DATA LINES ▸
*****

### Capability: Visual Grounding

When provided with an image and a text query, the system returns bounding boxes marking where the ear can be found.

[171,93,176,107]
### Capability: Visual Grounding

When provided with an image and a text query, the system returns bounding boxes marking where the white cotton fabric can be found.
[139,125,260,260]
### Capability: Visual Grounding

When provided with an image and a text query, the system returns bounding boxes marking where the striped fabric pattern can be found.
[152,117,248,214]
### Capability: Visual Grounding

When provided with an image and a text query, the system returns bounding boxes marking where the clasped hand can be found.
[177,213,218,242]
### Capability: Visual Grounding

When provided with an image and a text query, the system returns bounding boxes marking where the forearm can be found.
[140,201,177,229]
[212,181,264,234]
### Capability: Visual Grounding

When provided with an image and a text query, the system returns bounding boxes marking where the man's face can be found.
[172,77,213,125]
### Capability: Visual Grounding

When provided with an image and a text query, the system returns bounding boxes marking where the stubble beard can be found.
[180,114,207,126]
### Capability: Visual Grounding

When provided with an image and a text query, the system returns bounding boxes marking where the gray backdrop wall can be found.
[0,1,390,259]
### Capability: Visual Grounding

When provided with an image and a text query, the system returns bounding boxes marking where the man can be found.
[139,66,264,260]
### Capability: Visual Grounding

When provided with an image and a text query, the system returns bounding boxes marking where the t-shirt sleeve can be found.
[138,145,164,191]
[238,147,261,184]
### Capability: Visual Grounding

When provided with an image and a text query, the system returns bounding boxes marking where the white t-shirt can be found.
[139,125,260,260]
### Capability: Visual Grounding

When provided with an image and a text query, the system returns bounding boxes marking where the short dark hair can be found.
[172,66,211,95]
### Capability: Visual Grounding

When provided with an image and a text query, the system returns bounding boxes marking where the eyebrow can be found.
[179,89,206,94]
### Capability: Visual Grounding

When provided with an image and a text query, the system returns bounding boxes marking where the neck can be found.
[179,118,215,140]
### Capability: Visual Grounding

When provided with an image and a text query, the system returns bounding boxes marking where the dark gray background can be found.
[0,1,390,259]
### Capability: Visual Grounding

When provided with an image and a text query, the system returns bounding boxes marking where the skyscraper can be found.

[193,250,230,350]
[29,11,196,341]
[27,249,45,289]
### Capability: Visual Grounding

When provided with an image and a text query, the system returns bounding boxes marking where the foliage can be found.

*****

Lay out the lines of the items above as a numbered list. Begin at the first line of the items, stop after the line containing "[139,66,264,260]", include both ends, and leave out blank lines.

1. ### Capability: Visual Grounding
2. When provided with an image and a text query, the system returns bounding boxes marking where the ear can be found.
3. [171,93,176,107]
4. ### Capability: Visual Grounding
5. When provided with an image and a text query, the system returns bounding boxes marking where the white cotton fabric can be found.
6. [139,125,260,260]
7. ### Capability: Visual Grounding
8. When provided with an image and a text query, the system returns bounding boxes marking where the striped fabric pattern can be found.
9. [152,117,248,214]
10. ### Capability: Visual Grounding
11. When provided with an image and a text query, the system returns bounding boxes marking where the clasped hand can be found.
12. [177,213,218,242]
13. ### Capability: Visual Grounding
14. When provided with an image and a text query, the system returns bounding boxes marking where the forearm can be found.
15. [140,201,177,229]
16. [212,181,264,234]
17. ### Capability: Visual Grounding
18. When provided with an image and a text query, the system returns bounding boxes marking where the man's face can be found.
19. [172,77,213,125]
20. ### Capability: Visual Grounding
21. When provided with an image and a text query, the system returns bounding boxes marking where the stubble beard can be found.
22. [180,114,207,126]
23. ### Capability: Visual Grounding
24. When provided with an image and a text query, the system returns bounding boxes marking where the gray backdrop wall can be found.
25. [0,1,390,259]
26. ### Capability: Visual Grounding
27. When provided with an image and a text query, the system returns bounding boxes marking where the man can be found.
28. [139,66,264,260]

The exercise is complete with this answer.